#### REQUIREMENT 1:
Copy out the passage of the abstract on inversions in pangenome graphs that starts with "Our results reveal" and goes on through "in pangenomic approaches.".
#### REQUIREMENT 2:
List each factor that the abstract on inversions in pangenome graphs says was assessed for its impact on inversion representation and accuracy.

====== EXCERPT ======

Investigating the topological motifs of inversions in pangenome graphs

Recent technological advances have accelerated the production of high-quality genome assemblies within species, driving the growing use of pangenome graphs in genetic diversity analyses. These graphs reduce reference bias in read mapping and enhance variant discovery and genotyping from SNPs to Structural Variants (SVs). In pangenome graphs, variants appear as bubbles, which can be detected by dedicated bubble calling tools. Although these tools report essential information on the variant bubbles, such as their position and allele walks in the graph, they do not annotate the type of the detected variants. While simple SNPs, insertions, and deletions are easily distinguishable by allele size, large balanced variants like inversions are harder to differentiate among the large number of unannotated bubbles. In fact, inversions and other types of large variants remain underexplored in pangenome graph benchmarks and analyses.

In this work we focused on inversions, which have been drawing renewed attention in evolutionary genomics studies in the past years, and aimed to assess how this type of variant is handled by state of the art pangenome graphs pipelines. We identified two distinct topological motifs for inversion bubbles: one path-explicit and one alignment-rescued, and developed a tool to annotate them from bubble-caller outputs. We constructed pangenome graphs with both simulated data and real data using four state of the art pipelines, and assessed the impact of inversion size, punctual genome divergence and haplotype number on inversion representation and accuracy.

Our results reveal substantial differences between pipelines, with many inversions either mis-represented or lost. Most notably, recovery rates remain strikingly low, even with the most simple simulated genome sets, highlighting major challenges in analyzing inversions in pangenomic approaches.

====== RECORDS ======

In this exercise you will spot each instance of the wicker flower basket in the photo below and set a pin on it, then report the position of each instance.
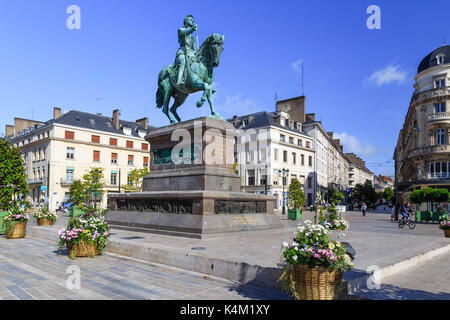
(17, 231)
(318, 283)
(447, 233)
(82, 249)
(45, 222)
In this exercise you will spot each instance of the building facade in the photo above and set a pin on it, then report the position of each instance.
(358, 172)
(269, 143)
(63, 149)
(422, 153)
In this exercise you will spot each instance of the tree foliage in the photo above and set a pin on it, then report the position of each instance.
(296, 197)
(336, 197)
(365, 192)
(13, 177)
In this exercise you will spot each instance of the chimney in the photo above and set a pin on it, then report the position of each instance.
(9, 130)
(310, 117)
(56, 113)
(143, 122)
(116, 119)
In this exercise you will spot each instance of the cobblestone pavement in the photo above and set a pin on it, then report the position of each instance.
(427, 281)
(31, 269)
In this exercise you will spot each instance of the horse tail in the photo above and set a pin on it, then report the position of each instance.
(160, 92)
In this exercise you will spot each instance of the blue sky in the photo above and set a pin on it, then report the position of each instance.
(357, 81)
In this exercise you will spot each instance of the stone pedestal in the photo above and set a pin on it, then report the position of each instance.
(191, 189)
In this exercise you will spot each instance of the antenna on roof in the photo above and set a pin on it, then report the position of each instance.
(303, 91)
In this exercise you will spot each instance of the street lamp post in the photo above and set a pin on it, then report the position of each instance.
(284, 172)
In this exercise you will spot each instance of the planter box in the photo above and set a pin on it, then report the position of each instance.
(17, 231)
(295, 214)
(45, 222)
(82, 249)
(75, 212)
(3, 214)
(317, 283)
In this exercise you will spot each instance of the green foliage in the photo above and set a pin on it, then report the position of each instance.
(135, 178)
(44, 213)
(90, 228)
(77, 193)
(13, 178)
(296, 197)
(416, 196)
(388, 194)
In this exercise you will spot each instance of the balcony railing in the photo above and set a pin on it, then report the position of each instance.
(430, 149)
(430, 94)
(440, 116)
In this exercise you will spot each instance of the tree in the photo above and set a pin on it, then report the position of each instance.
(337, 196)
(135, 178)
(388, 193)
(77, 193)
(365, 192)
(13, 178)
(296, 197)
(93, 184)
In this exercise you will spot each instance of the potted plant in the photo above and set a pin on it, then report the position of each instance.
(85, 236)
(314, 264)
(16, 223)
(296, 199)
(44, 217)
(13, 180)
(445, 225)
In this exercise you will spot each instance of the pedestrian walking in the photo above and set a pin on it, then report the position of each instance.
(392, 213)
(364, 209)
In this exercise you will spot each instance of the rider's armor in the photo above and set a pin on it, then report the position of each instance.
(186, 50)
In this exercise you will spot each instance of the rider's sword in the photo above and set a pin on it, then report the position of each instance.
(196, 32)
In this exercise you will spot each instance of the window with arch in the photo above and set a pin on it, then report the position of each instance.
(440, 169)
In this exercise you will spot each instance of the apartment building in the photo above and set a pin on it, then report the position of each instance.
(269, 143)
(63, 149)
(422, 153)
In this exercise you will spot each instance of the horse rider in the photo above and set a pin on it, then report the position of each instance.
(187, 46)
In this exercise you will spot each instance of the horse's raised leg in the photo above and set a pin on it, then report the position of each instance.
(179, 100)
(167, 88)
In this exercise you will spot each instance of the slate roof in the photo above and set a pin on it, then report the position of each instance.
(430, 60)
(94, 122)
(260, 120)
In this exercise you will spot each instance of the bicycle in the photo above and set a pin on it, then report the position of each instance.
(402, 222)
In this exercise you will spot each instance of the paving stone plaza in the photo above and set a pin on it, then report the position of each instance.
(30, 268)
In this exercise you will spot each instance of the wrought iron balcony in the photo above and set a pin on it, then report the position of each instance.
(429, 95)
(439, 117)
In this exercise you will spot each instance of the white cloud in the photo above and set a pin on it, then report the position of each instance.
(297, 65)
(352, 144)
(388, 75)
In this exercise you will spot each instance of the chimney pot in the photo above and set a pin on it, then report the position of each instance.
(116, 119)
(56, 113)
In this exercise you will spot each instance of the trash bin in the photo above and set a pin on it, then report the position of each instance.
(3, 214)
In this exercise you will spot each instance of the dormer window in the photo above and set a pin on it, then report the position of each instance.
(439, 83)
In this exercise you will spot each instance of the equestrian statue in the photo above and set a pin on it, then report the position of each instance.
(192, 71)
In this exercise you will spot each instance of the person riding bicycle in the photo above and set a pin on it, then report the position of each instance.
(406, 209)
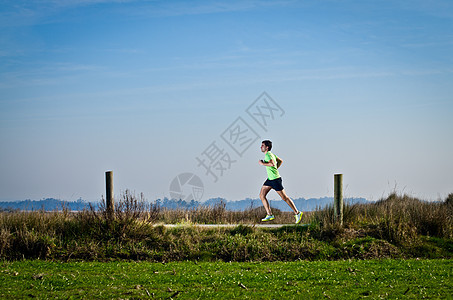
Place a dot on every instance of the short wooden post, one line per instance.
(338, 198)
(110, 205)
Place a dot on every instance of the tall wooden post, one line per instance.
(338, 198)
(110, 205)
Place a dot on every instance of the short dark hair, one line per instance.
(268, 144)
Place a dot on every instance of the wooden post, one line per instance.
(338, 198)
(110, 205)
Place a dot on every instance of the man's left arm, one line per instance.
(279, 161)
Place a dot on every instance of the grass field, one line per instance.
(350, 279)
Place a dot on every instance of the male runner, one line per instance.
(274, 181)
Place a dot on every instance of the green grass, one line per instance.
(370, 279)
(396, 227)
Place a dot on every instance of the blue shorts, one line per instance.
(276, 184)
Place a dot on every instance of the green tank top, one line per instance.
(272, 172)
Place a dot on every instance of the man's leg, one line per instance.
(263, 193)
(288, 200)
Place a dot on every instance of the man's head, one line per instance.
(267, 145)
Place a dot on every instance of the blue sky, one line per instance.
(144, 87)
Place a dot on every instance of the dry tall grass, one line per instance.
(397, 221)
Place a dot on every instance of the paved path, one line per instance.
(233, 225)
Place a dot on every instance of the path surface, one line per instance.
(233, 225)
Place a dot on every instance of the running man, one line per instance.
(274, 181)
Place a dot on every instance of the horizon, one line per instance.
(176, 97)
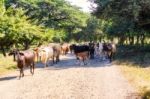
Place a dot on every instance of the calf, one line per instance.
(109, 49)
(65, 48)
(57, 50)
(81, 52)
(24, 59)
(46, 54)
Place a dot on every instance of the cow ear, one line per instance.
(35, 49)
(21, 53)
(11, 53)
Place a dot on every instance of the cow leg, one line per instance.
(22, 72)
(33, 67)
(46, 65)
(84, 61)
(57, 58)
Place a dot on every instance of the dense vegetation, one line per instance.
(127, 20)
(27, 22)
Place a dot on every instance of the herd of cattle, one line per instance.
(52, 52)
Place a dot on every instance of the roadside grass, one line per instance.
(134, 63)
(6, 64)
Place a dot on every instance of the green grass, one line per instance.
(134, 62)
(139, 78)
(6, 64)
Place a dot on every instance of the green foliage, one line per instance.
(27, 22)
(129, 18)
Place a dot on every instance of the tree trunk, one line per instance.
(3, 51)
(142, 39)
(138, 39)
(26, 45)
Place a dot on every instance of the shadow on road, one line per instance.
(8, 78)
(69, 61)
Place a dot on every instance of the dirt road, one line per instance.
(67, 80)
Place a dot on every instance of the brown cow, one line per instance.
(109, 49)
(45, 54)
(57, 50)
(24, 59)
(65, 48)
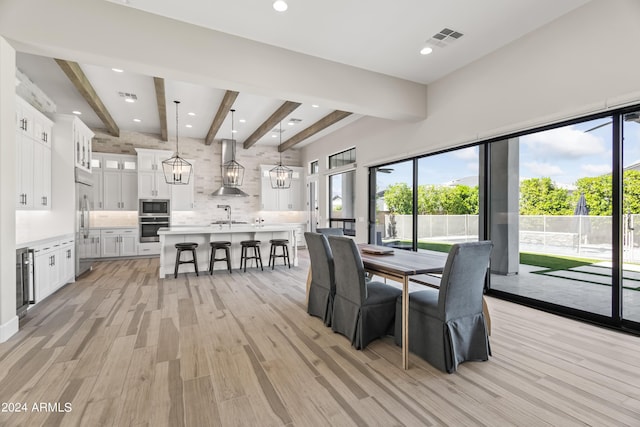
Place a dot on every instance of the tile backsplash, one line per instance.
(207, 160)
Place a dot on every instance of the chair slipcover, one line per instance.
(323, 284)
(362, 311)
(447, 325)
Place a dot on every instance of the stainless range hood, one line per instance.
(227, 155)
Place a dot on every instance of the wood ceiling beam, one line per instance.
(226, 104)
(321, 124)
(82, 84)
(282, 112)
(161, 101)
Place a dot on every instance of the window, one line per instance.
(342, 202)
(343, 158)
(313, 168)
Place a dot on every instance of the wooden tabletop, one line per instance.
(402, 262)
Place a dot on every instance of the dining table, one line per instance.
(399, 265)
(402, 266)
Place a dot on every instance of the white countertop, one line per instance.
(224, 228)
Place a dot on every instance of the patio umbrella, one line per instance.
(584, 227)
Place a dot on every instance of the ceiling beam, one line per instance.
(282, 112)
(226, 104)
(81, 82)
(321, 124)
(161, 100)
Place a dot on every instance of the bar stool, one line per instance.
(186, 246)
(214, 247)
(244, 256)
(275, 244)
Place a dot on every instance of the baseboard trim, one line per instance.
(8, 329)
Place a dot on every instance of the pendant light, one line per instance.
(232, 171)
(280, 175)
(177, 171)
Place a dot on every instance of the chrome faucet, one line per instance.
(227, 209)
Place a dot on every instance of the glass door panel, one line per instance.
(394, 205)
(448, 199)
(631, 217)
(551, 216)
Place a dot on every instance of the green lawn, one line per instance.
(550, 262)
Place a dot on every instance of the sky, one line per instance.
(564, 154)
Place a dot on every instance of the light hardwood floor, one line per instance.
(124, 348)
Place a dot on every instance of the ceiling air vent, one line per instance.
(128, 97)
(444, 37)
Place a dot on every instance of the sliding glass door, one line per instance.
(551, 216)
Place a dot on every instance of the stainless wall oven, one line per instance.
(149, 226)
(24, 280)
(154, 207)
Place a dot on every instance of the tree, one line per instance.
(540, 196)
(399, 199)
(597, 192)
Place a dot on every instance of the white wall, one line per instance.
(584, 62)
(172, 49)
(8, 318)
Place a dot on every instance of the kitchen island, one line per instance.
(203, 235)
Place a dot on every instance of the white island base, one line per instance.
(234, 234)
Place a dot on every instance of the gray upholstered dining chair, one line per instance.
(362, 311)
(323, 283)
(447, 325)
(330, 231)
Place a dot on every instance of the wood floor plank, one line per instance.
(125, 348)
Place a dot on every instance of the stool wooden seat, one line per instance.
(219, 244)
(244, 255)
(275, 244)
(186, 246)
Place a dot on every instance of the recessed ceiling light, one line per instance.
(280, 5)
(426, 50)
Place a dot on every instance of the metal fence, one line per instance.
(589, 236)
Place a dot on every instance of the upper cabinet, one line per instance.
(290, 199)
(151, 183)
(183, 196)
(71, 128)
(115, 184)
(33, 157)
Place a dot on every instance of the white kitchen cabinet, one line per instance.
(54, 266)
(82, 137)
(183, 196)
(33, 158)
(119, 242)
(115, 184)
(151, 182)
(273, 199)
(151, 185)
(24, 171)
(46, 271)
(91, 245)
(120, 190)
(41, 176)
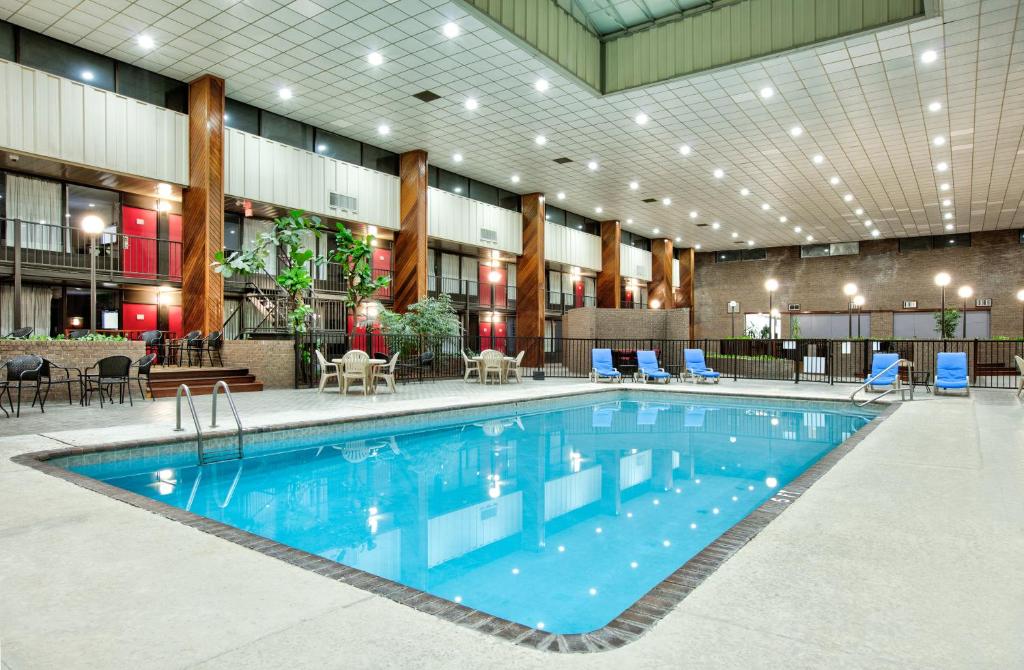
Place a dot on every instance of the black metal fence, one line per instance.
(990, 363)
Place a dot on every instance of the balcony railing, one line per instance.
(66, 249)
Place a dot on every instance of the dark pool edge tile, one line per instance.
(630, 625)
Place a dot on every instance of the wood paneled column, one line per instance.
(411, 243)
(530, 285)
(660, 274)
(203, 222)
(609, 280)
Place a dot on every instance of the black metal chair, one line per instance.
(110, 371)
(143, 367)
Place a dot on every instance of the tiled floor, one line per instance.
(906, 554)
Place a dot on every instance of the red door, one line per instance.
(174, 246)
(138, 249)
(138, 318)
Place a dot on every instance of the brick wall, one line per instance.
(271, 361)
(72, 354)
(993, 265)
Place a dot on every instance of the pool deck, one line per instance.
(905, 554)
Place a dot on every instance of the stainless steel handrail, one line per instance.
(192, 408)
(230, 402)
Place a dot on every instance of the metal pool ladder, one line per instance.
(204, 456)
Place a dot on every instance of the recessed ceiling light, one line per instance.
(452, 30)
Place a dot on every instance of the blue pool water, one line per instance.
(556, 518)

======

#### OUTPUT 1:
Our results reveal substantial differences between pipelines, with many inversions either mis-represented or lost. Most notably, recovery rates remain strikingly low, even with the most simple simulated genome sets, highlighting major challenges in analyzing inversions in pangenomic approaches.

#### OUTPUT 2:
- inversion size
- punctual genome divergence
- haplotype number